Saved data entries:
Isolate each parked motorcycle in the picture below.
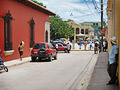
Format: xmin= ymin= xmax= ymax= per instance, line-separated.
xmin=0 ymin=49 xmax=8 ymax=72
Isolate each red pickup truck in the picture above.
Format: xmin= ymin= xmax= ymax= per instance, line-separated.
xmin=31 ymin=42 xmax=57 ymax=61
xmin=57 ymin=43 xmax=68 ymax=53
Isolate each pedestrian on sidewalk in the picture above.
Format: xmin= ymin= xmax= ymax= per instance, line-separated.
xmin=84 ymin=40 xmax=87 ymax=50
xmin=55 ymin=42 xmax=59 ymax=53
xmin=94 ymin=40 xmax=100 ymax=54
xmin=106 ymin=36 xmax=118 ymax=85
xmin=78 ymin=40 xmax=82 ymax=49
xmin=18 ymin=41 xmax=25 ymax=61
xmin=67 ymin=42 xmax=70 ymax=53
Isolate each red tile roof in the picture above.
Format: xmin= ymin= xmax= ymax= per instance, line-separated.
xmin=15 ymin=0 xmax=56 ymax=16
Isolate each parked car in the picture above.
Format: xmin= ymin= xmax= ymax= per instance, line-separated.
xmin=50 ymin=41 xmax=67 ymax=47
xmin=57 ymin=43 xmax=68 ymax=53
xmin=31 ymin=42 xmax=57 ymax=61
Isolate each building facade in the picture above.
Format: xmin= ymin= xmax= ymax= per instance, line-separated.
xmin=107 ymin=0 xmax=120 ymax=85
xmin=0 ymin=0 xmax=55 ymax=61
xmin=68 ymin=21 xmax=94 ymax=41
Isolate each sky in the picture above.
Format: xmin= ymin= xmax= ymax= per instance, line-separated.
xmin=36 ymin=0 xmax=107 ymax=23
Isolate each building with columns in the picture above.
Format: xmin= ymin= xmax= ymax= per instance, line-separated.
xmin=68 ymin=21 xmax=94 ymax=41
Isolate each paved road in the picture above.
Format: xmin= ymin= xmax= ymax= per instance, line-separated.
xmin=0 ymin=51 xmax=93 ymax=90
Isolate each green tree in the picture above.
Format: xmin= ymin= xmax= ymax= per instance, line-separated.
xmin=50 ymin=16 xmax=73 ymax=40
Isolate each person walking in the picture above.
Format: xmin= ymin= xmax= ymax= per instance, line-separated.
xmin=106 ymin=36 xmax=118 ymax=85
xmin=94 ymin=40 xmax=99 ymax=54
xmin=18 ymin=41 xmax=24 ymax=61
xmin=103 ymin=40 xmax=106 ymax=52
xmin=90 ymin=41 xmax=92 ymax=50
xmin=55 ymin=43 xmax=59 ymax=53
xmin=67 ymin=42 xmax=70 ymax=53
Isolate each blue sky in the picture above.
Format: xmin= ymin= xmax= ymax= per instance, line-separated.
xmin=36 ymin=0 xmax=107 ymax=23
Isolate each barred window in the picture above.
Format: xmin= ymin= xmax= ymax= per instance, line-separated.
xmin=4 ymin=10 xmax=12 ymax=51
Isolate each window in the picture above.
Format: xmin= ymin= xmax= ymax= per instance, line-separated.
xmin=30 ymin=18 xmax=35 ymax=48
xmin=85 ymin=29 xmax=88 ymax=34
xmin=76 ymin=28 xmax=79 ymax=34
xmin=81 ymin=29 xmax=84 ymax=34
xmin=4 ymin=11 xmax=12 ymax=51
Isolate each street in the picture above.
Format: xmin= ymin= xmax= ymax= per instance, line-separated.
xmin=0 ymin=51 xmax=97 ymax=90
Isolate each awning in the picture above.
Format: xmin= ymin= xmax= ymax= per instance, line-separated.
xmin=76 ymin=34 xmax=86 ymax=37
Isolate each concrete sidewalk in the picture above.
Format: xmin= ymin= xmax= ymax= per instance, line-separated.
xmin=87 ymin=52 xmax=119 ymax=90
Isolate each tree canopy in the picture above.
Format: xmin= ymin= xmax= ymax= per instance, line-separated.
xmin=50 ymin=16 xmax=74 ymax=40
xmin=31 ymin=0 xmax=46 ymax=8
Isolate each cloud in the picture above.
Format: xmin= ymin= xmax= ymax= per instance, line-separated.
xmin=37 ymin=0 xmax=106 ymax=23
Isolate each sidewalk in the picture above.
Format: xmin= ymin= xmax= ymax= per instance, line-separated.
xmin=87 ymin=52 xmax=119 ymax=90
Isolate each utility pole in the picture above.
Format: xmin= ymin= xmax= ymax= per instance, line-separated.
xmin=101 ymin=0 xmax=103 ymax=51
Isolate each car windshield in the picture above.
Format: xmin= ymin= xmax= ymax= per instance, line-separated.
xmin=33 ymin=44 xmax=47 ymax=49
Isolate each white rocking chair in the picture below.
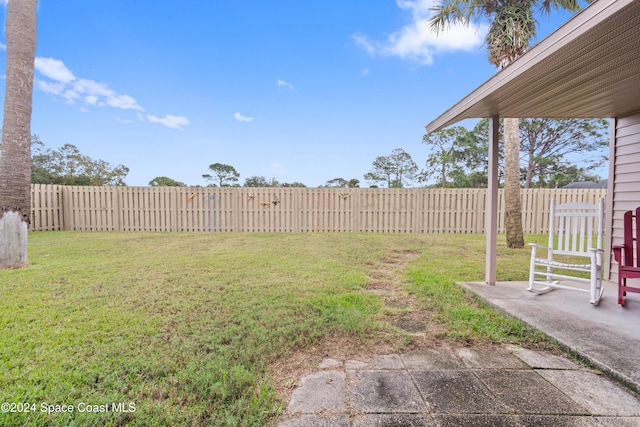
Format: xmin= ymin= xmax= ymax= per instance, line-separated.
xmin=528 ymin=199 xmax=604 ymax=305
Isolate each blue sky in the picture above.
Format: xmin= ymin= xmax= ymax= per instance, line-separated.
xmin=0 ymin=0 xmax=584 ymax=187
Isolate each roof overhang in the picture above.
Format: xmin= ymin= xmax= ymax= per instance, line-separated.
xmin=427 ymin=0 xmax=640 ymax=132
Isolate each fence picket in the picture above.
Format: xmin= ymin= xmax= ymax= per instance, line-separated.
xmin=31 ymin=184 xmax=606 ymax=234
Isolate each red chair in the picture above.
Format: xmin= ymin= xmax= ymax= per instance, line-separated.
xmin=613 ymin=208 xmax=640 ymax=306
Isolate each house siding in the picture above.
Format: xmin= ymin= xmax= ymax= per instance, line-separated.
xmin=607 ymin=113 xmax=640 ymax=281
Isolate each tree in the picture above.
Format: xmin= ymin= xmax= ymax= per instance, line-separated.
xmin=0 ymin=0 xmax=37 ymax=268
xmin=31 ymin=142 xmax=129 ymax=186
xmin=422 ymin=126 xmax=469 ymax=187
xmin=364 ymin=148 xmax=418 ymax=188
xmin=520 ymin=119 xmax=609 ymax=188
xmin=244 ymin=176 xmax=271 ymax=187
xmin=430 ymin=0 xmax=591 ymax=248
xmin=202 ymin=163 xmax=240 ymax=187
xmin=149 ymin=176 xmax=186 ymax=187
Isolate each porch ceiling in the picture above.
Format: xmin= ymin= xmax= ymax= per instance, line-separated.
xmin=427 ymin=0 xmax=640 ymax=132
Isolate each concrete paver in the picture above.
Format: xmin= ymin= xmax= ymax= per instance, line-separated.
xmin=280 ymin=346 xmax=640 ymax=427
xmin=280 ymin=282 xmax=640 ymax=427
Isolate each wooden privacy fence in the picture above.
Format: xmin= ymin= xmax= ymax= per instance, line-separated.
xmin=31 ymin=184 xmax=606 ymax=233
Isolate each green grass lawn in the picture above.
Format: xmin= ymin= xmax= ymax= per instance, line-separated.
xmin=0 ymin=232 xmax=545 ymax=426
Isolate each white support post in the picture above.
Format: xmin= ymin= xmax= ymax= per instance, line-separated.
xmin=485 ymin=116 xmax=500 ymax=285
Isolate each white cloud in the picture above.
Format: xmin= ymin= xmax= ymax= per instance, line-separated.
xmin=147 ymin=114 xmax=189 ymax=130
xmin=269 ymin=162 xmax=287 ymax=175
xmin=32 ymin=56 xmax=189 ymax=129
xmin=276 ymin=79 xmax=293 ymax=90
xmin=233 ymin=113 xmax=253 ymax=122
xmin=352 ymin=0 xmax=487 ymax=65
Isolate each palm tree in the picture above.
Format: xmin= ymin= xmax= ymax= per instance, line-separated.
xmin=0 ymin=0 xmax=37 ymax=268
xmin=430 ymin=0 xmax=593 ymax=248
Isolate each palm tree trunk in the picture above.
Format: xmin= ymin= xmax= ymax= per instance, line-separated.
xmin=0 ymin=0 xmax=37 ymax=268
xmin=504 ymin=119 xmax=524 ymax=248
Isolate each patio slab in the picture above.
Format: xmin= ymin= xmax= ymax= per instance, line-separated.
xmin=462 ymin=282 xmax=640 ymax=393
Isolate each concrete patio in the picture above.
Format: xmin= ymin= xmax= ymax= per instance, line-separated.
xmin=278 ymin=282 xmax=640 ymax=427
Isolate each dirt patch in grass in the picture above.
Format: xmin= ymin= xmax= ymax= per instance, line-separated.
xmin=269 ymin=251 xmax=444 ymax=403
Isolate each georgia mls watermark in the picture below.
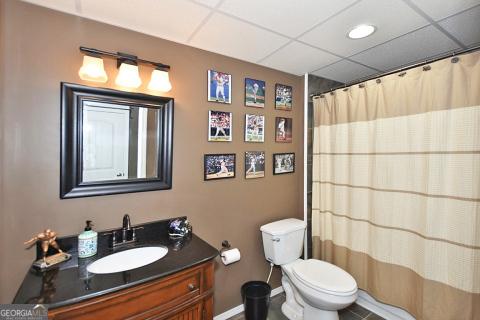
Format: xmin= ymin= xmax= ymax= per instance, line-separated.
xmin=0 ymin=304 xmax=48 ymax=320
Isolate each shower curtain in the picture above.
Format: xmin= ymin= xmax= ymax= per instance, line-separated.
xmin=312 ymin=52 xmax=480 ymax=320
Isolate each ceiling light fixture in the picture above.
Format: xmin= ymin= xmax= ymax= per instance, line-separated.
xmin=78 ymin=47 xmax=172 ymax=92
xmin=348 ymin=24 xmax=377 ymax=39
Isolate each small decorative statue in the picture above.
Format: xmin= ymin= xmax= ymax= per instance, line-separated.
xmin=24 ymin=229 xmax=71 ymax=270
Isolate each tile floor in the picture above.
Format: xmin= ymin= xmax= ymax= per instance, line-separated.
xmin=229 ymin=293 xmax=384 ymax=320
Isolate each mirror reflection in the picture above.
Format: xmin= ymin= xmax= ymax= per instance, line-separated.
xmin=82 ymin=101 xmax=160 ymax=183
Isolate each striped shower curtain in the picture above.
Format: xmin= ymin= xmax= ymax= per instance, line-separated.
xmin=312 ymin=52 xmax=480 ymax=320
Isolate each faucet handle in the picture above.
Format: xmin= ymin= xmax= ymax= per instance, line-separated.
xmin=132 ymin=227 xmax=143 ymax=241
xmin=102 ymin=231 xmax=117 ymax=247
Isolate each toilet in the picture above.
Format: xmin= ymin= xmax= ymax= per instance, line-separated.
xmin=260 ymin=218 xmax=358 ymax=320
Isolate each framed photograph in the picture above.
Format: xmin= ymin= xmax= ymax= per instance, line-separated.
xmin=275 ymin=117 xmax=292 ymax=143
xmin=245 ymin=114 xmax=265 ymax=142
xmin=275 ymin=83 xmax=292 ymax=111
xmin=208 ymin=70 xmax=232 ymax=104
xmin=203 ymin=153 xmax=235 ymax=181
xmin=208 ymin=110 xmax=232 ymax=141
xmin=245 ymin=78 xmax=265 ymax=108
xmin=273 ymin=153 xmax=295 ymax=174
xmin=245 ymin=151 xmax=265 ymax=179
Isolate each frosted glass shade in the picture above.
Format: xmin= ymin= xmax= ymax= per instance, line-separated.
xmin=148 ymin=69 xmax=172 ymax=92
xmin=115 ymin=63 xmax=142 ymax=88
xmin=78 ymin=56 xmax=108 ymax=82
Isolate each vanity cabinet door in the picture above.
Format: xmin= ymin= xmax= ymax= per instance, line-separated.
xmin=167 ymin=302 xmax=204 ymax=320
xmin=49 ymin=261 xmax=214 ymax=320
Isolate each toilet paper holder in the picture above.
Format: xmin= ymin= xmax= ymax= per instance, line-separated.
xmin=218 ymin=240 xmax=232 ymax=256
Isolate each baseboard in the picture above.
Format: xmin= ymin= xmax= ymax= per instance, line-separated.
xmin=213 ymin=286 xmax=283 ymax=320
xmin=356 ymin=290 xmax=415 ymax=320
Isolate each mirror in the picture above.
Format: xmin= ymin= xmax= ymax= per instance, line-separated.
xmin=60 ymin=83 xmax=173 ymax=199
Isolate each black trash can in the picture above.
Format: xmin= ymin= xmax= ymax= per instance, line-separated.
xmin=241 ymin=281 xmax=272 ymax=320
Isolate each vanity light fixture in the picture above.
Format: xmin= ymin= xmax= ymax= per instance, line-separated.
xmin=348 ymin=24 xmax=377 ymax=39
xmin=148 ymin=68 xmax=172 ymax=92
xmin=78 ymin=55 xmax=108 ymax=82
xmin=115 ymin=60 xmax=142 ymax=88
xmin=78 ymin=47 xmax=172 ymax=92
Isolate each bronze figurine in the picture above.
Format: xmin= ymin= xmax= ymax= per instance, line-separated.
xmin=24 ymin=229 xmax=63 ymax=262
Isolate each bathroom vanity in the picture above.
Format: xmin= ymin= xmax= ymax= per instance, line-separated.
xmin=13 ymin=220 xmax=218 ymax=320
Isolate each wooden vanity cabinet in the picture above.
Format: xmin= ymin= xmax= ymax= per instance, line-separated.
xmin=48 ymin=260 xmax=214 ymax=320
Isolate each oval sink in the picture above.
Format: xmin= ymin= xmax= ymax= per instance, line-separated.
xmin=87 ymin=247 xmax=168 ymax=274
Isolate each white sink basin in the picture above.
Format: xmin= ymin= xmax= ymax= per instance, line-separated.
xmin=87 ymin=247 xmax=168 ymax=274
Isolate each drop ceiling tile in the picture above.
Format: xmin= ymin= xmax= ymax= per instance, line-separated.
xmin=351 ymin=26 xmax=458 ymax=71
xmin=81 ymin=0 xmax=210 ymax=43
xmin=439 ymin=6 xmax=480 ymax=46
xmin=299 ymin=0 xmax=428 ymax=56
xmin=411 ymin=0 xmax=480 ymax=21
xmin=219 ymin=0 xmax=355 ymax=37
xmin=313 ymin=60 xmax=378 ymax=83
xmin=260 ymin=41 xmax=340 ymax=75
xmin=23 ymin=0 xmax=77 ymax=14
xmin=192 ymin=0 xmax=221 ymax=8
xmin=189 ymin=13 xmax=289 ymax=62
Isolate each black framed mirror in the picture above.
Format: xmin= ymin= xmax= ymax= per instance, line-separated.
xmin=60 ymin=82 xmax=174 ymax=199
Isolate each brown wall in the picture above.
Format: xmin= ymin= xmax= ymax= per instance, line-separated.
xmin=0 ymin=0 xmax=303 ymax=314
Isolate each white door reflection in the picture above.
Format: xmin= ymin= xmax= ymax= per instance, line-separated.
xmin=82 ymin=101 xmax=158 ymax=182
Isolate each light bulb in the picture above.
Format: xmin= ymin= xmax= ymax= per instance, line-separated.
xmin=348 ymin=24 xmax=375 ymax=39
xmin=115 ymin=62 xmax=142 ymax=88
xmin=78 ymin=56 xmax=108 ymax=82
xmin=148 ymin=69 xmax=172 ymax=92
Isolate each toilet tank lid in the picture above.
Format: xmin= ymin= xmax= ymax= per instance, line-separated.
xmin=260 ymin=218 xmax=307 ymax=236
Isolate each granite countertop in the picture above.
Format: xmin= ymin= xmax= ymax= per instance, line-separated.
xmin=13 ymin=220 xmax=218 ymax=309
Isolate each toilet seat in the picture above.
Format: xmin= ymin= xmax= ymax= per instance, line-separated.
xmin=292 ymin=259 xmax=357 ymax=296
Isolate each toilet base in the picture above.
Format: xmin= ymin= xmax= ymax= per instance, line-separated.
xmin=282 ymin=275 xmax=303 ymax=320
xmin=304 ymin=304 xmax=338 ymax=320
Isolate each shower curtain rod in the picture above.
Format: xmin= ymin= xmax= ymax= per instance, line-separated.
xmin=310 ymin=45 xmax=480 ymax=98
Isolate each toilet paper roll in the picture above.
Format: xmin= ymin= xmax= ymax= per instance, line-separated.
xmin=221 ymin=248 xmax=240 ymax=265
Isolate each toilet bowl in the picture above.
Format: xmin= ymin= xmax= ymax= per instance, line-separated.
xmin=260 ymin=219 xmax=358 ymax=320
xmin=281 ymin=259 xmax=358 ymax=320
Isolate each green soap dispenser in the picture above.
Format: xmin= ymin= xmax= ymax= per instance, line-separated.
xmin=78 ymin=220 xmax=98 ymax=258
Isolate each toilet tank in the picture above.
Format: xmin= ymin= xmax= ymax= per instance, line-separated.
xmin=260 ymin=218 xmax=307 ymax=265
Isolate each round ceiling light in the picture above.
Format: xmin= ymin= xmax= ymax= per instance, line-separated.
xmin=348 ymin=24 xmax=376 ymax=39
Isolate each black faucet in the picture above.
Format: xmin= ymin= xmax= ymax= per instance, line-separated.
xmin=122 ymin=214 xmax=132 ymax=242
xmin=104 ymin=214 xmax=143 ymax=248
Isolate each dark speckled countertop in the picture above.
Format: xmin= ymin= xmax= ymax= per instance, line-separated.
xmin=13 ymin=220 xmax=218 ymax=309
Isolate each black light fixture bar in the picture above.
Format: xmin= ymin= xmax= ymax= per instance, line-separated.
xmin=80 ymin=47 xmax=170 ymax=71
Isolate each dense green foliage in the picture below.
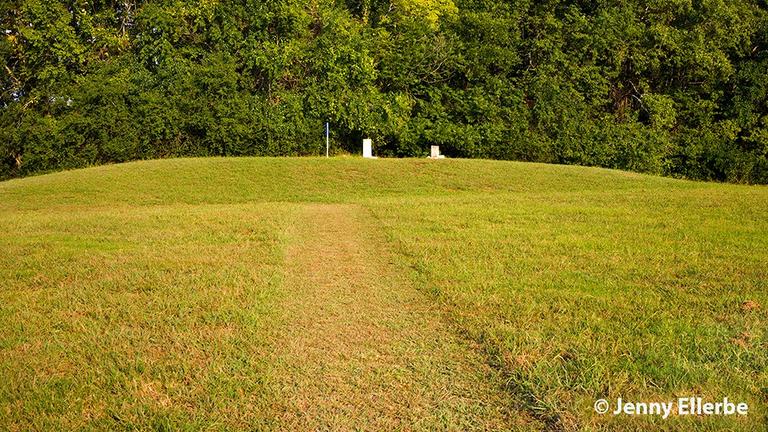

GOAL: Repeat, character for character, the part of the records that opens with the line containing "Isolate each red tile" and closes with the line containing "xmin=50 ymin=16 xmax=73 ymax=40", including both of those lines.

SOLUTION:
Isolate each red tile roof in the picture above.
Format: xmin= ymin= xmax= ymax= per instance, line-separated.
xmin=15 ymin=0 xmax=56 ymax=16
Isolate each parked car in the picture above.
Format: xmin= ymin= xmax= ymax= per instance, line-separated.
xmin=50 ymin=41 xmax=67 ymax=47
xmin=57 ymin=43 xmax=68 ymax=53
xmin=31 ymin=42 xmax=57 ymax=61
Isolate each building facade in the picture above.
Format: xmin= ymin= xmax= ymax= per instance, line-separated.
xmin=107 ymin=0 xmax=120 ymax=85
xmin=0 ymin=0 xmax=55 ymax=61
xmin=68 ymin=21 xmax=94 ymax=41
Isolate each sky in the picture above.
Format: xmin= ymin= xmax= ymax= per instance, line-separated.
xmin=36 ymin=0 xmax=107 ymax=23
Isolate each building with columns in the picture above.
Format: xmin= ymin= xmax= ymax= per instance, line-separated.
xmin=68 ymin=21 xmax=94 ymax=41
Isolate each paved road in the picture above.
Format: xmin= ymin= xmax= ymax= per instance, line-separated.
xmin=0 ymin=51 xmax=93 ymax=90
Isolate each green tree in the picture above.
Format: xmin= ymin= xmax= ymax= per instance, line-separated.
xmin=50 ymin=16 xmax=73 ymax=40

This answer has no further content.